The paper reporting that result disagrees somewhat with Herculano-Houzel:

Our results underscore that correlations between cognitive performance and absolute neocortical neuron numbers across animal orders or classes are of limited value, and attempts to quantify the mental capacity of a dolphin for cross-species comparisons are bound to be controversial.

But I don’t see much of an argument against the correlation between intelligence and cortical neuron numbers. The lack of good evidence about long-finned pilot whale intelligence mainly implies we ought to be uncertain.

Book review: The Secret of Our Success: How Culture Is Driving Human Evolution, Domesticating Our Species, and Making Us Smarter, by Joseph Henrich.

This book provides a clear explanation of how an ability to learn cultural knowledge made humans evolve into something unique over the past few million years. It’s by far the best book I’ve read on human evolution.

Before reading this book, I thought human uniqueness depended on something somewhat arbitrary and mysterious which made sexual selection important for human evolution, and wondered whether human language abilities depended on some lucky mutation. Now I believe that the causes of human uniqueness were firmly in place 2-3 million years ago, and the remaining arbitrary events seem much farther back on the causal pathway (e.g. what was unique about apes? why did our ancestors descend from trees 4.4 million years ago? why did the climate become less stable 3 million years ago?)

_Data section_
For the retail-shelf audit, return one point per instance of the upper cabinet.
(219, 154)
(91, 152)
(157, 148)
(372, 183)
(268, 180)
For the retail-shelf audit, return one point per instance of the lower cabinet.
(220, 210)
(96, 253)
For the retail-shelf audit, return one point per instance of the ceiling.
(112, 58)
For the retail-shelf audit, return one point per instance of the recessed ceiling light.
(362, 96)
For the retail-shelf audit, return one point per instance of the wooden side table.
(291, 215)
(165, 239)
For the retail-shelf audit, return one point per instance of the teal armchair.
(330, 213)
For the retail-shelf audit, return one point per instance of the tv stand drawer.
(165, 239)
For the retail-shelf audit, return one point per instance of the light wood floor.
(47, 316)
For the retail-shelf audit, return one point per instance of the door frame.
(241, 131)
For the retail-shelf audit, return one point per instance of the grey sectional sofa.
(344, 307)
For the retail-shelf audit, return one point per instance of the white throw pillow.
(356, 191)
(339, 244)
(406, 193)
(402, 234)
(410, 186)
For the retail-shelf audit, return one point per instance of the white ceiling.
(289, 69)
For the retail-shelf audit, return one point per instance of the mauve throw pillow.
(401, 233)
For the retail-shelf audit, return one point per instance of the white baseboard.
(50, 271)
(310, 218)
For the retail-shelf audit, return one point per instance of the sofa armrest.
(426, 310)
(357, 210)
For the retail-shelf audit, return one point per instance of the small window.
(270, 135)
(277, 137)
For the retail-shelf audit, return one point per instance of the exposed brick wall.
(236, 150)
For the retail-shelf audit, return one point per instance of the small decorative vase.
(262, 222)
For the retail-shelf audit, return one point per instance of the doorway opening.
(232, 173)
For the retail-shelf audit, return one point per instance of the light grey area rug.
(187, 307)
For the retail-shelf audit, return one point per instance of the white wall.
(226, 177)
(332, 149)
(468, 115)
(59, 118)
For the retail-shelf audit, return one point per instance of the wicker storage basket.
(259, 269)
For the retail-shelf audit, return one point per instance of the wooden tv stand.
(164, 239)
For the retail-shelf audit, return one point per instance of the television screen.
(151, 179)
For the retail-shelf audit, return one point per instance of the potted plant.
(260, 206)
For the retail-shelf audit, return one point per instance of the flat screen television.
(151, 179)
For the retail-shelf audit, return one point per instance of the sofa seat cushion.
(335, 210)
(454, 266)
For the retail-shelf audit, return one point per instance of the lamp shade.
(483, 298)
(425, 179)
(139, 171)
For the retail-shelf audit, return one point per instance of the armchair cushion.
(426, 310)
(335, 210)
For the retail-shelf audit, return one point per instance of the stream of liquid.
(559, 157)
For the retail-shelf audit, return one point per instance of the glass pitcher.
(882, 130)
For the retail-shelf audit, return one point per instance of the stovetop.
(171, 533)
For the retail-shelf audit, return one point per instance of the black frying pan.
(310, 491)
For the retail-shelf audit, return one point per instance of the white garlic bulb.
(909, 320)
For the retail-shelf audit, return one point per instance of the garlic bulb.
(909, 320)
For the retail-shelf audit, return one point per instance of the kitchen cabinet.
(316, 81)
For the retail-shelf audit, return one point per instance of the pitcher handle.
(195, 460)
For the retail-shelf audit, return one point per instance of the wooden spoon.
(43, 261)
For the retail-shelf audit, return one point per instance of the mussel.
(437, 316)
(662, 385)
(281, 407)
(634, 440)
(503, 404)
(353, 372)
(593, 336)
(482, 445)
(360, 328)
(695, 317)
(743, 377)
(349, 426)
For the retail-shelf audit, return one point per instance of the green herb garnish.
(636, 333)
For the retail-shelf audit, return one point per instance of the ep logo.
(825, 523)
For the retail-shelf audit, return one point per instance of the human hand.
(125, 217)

_What to work on_
Rewrite the text between "This book provides" and "million years ago?)", inclusive, and swap "book" for "volume".

_Written response_
This volume provides a clear explanation of how an ability to learn cultural knowledge made humans evolve into something unique over the past few million years. It’s by far the best volume I’ve read on human evolution.

Before reading this volume, I thought human uniqueness depended on something somewhat arbitrary and mysterious which made sexual selection important for human evolution, and wondered whether human language abilities depended on some lucky mutation. Now I believe that the causes of human uniqueness were firmly in place 2-3 million years ago, and the remaining arbitrary events seem much farther back on the causal pathway (e.g. what was unique about apes? why did our ancestors descend from trees 4.4 million years ago? why did the climate become less stable 3 million years ago?)